§ Page text:
********
If one of you could oblige me
by holding her steady on the table…

- Yes, of course.
- Thank you, James.

Well. Whose is she?

Whose, James? Well…

Until about half an hour ago

she belonged to old Joe Walters,
you know, over at East Garsby.

Ah. And now?

Now, James?

Um, actually she belongs…

to me.

You, Siegfried?

- Yes.
- A pet?

- (Siegfried) Certainly not.
- A lap dog?

Sometimes I really don't understand you.

Why should a simple addition to
my household cause you such concern?

Yes, absolutely right, Siegfried.
So, what are you gonna call her?

Isolde? Eva? Brunnhilde?

Woglinde? Wellgunde? Flosshilde?

(laughter)

For once, this latest addition
to the Farnon family

will not be saddled
with a Wagnerian name.

She will be known to all and sundry as…

- Polly. There.
- Polly. That's a nice name.

No, no, no, no. Steady, Bodie.
Be careful.

He won't harm her, Siegfried.
He's curious, that's all.

Well, gentlemen,
I diagnose a case of love at first sight.

The trouble with you
is you've got love on the brain.

Well, you know what they say. When
you're in love, you see it everywhere.

I suppose so. James, since you're here,
would you mind taking surgery?

I've got a couple of important calls
that I really ought to make this morning.

And I'd be awfully pleased
if you could keep an eye on her.

She looks capable
of looking after herself.

Yes. She's only been in the place five
minutes and she's got an admirer already.

Shows initiative, at least.

(chuckles)

For God's sake, you two.

(laughs)

- Would you like some cheese?
- I couldn't eat anything else.

It was lovely, though.

Look, why don't we just have some coffee
and talk for a while?

All right. I'll just take these through.

(sighs)

Like to sit somewhere
more comfortable?

- We can talk here.
- We can talk on the couch.

- All right.
- Don't forget your wine.

It was sweet of you
to go to so much trouble.

Nothing but the best for you.

- Calum…
- Mm-hm?

Do you ever see us
doing this sort of thing in the future?

I rarely think about anything else.

No, I mean, eating together and cooking
for one another. That sort of thing.

And cuddling up together afterwards.

- Oh! Oh, no. I'll get a cloth.
- No, it doesn't matter.

A drop of wine won't make any difference.
I'll put it down there in case you spill it.

I won't spill it. Look, Calum…

Calum, don't do that.

Please, Calum, don't do that.
Calum, don't do that!

- What's the matter? Don't you trust me?
- Och, it isn't that…

If you can't trust me to respect you, then
you can't have a very high opinion of me.

Calum, it isn't that.

Look.

This is just as hard for me
as it is for you.

Can't you see that?
The wine and the dinner and everything.

Look, just don't try to force things.
I just want to talk to you.

Force things?
********
§ Extracted records:
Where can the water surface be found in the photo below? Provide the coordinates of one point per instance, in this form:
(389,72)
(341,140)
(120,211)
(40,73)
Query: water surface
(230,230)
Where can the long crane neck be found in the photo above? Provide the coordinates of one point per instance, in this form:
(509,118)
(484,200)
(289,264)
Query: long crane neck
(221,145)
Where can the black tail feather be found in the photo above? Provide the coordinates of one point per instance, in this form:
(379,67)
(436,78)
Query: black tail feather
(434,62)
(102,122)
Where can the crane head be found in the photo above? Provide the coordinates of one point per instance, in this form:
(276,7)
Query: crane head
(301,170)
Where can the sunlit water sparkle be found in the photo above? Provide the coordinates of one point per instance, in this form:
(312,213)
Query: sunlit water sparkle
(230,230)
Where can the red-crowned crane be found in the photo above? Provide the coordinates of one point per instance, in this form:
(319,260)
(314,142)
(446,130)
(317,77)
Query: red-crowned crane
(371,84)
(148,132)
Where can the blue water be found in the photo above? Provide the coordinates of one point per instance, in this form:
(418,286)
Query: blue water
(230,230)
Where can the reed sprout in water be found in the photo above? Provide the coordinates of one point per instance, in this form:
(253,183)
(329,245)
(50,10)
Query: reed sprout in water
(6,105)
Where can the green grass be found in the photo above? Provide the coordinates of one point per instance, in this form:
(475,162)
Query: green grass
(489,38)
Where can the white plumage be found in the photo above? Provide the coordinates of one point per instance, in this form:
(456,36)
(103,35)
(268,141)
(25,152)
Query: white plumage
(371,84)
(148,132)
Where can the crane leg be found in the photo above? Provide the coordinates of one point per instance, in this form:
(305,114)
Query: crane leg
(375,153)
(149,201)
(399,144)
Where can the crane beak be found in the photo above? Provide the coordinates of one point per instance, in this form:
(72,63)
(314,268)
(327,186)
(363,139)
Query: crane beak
********
§ Instructions:
[A] In the dialogue transcript, who owned Polly until about half an hour before?
[B] Can you continue the dialogue transcript about Polly and Calum's dinner from the point where it stops?
The items have nothing to do with the dialogue transcript.

§ Responses to the exercise:
[A] Old Joe Walters, over at East Garsby.

[B]
All I want to do is to kiss you as any man
would expect to kiss the woman he loves,

- and you lecture me about it?
- I'm not lecturing you.

Deirdre, I did not invite you here
this evening to sit and hold hands

and listen to a sermon
on the sins of the flesh.

I don't think you intended
to listen to me at all.

For God's sake, Deirdre,
what is there to talk about?

It doesn't matter.

(both sigh)

It obviously does matter.

- What do you want to talk about?
- The future.

The future?

Well, a fine future we're going to have
if you think I'm trying to force things!

Right! lf you can't understand
my feelings better than that

then we'd better just call this a day.

You can take me right back to Manorton

before we say something
that we might just regret.

Right.

We'll go now, then.

Thank you.

Hi, Calum.

You look like the wrath of God.
Anything wrong?

I hope Deirdre enjoyed her dinner
last night, her boiled halibut.

- Poached turbot.
- I tell you what it is.

With a special sauce of Helen's.

Aye.

What happened?

- They write all these songs, don't they?
- Who writes all what songs?

"The touch of your lips.
A kiss in the dark."

"Press your lips to mine, baby."

- And all that nonsense.
- Is it?

Yes. Try putting it into practice with a girl
you're supposed to be going steady with

and she'll scream the place down as if you
were trying to drag her into your bed.

Oh, well, women, you see, now, Calum,
they're very sensitive creatures.

They're vulnerable and anxious and have
to be treated with the utmost delicacy.

Och, in the name of God, what did she
expect after a dinner and a bottle of wine?

- A game of draughts?
- Well, I haven't a notion, my dear chap.

You plainly went too far.
It's a common mistake.

My advice to you, take it or leave it,

is write her a conciliatory letter.

Admit you were wrong. Apologise.

Well, it's up to you.

Think about it.

I didn't want to ruin it after he'd gone to
so much trouble, but I just wanted to talk.

And he didn't?
What did you want to say?

I was trying to get him to set a date.

Since he asked me to marry him
he hasn't mentioned it.

He thinks that's all there is to it.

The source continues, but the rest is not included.